◆ Document segment:
— Start —

Re: Running multiple Pig jobs simultaneously on same data

Posted by 勇胡 <yo...@gmail.com>.
Jon,

If I want to modify data(insert or delete) in the HDFS, how can I do it?
>From the description, I can not directly modify the data itself(update the
data), I can not append the new data to the file! How the HDFS implement the
data modification? I just feel a little bit confusion.

Yong
在 2011年6月15日 下午3:36,Jonathan Coveney <jc...@gmail.com>写道:

> Yong,
>
> Currently, HDFS does not support appending to a file. So once a file is
> created, it literally cannot be changed (although it can be deleted, I
> suppose). this lets you avoid issues where I do a SELECT * on the entire
> database, and the dba can't update a row, or other things like that. There
> are some append patches in the works but I am not sure how they handle the
> concurrency implications.
>
> Make sense?

— End —

◆ Problems and tasks:
A – In the HDFS thread, what does HDFS currently not support?
B – Reproduce the HDFS thread from "If I want to" to "little bit confusion.".

◆ Information provided:
— Start —

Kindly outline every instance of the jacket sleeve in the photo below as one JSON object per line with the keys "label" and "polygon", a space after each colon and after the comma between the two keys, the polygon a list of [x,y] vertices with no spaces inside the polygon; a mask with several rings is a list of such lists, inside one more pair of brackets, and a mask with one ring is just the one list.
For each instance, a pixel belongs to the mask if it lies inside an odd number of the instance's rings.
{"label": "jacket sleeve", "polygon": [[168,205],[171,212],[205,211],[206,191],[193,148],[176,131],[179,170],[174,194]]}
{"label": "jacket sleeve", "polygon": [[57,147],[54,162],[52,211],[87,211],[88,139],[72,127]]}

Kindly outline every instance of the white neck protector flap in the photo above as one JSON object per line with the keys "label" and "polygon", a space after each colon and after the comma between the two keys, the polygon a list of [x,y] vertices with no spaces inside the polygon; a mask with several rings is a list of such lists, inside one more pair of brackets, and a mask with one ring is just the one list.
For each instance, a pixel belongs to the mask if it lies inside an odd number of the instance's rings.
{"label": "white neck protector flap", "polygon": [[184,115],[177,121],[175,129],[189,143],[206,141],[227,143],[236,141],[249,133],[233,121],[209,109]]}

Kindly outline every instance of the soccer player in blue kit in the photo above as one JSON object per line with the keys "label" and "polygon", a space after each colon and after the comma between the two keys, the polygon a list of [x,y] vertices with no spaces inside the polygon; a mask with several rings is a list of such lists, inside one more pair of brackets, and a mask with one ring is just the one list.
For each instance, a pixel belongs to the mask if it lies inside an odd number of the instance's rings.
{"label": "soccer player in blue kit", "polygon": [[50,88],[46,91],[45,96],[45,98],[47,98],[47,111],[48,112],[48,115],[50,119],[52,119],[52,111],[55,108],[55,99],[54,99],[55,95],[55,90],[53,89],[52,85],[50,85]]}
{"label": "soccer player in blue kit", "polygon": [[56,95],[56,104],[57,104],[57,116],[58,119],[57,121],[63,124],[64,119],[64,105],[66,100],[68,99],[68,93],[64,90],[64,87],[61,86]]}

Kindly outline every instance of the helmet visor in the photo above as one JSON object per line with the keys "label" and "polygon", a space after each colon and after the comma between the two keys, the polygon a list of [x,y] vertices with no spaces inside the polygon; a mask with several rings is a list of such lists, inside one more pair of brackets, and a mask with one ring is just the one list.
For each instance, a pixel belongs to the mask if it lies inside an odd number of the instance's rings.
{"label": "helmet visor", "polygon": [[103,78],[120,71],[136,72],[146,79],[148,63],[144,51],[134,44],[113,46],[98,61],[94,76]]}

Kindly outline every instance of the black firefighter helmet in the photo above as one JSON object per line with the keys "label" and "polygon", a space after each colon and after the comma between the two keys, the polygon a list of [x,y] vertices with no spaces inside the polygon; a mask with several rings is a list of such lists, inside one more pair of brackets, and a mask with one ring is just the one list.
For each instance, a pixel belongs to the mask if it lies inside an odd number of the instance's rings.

— End —

◆ Task results:
A – Appending to a file.

B –
If I want to modify data(insert or delete) in the HDFS, how can I do it?
>From the description, I can not directly modify the data itself(update the
data), I can not append the new data to the file! How the HDFS implement the
data modification? I just feel a little bit confusion.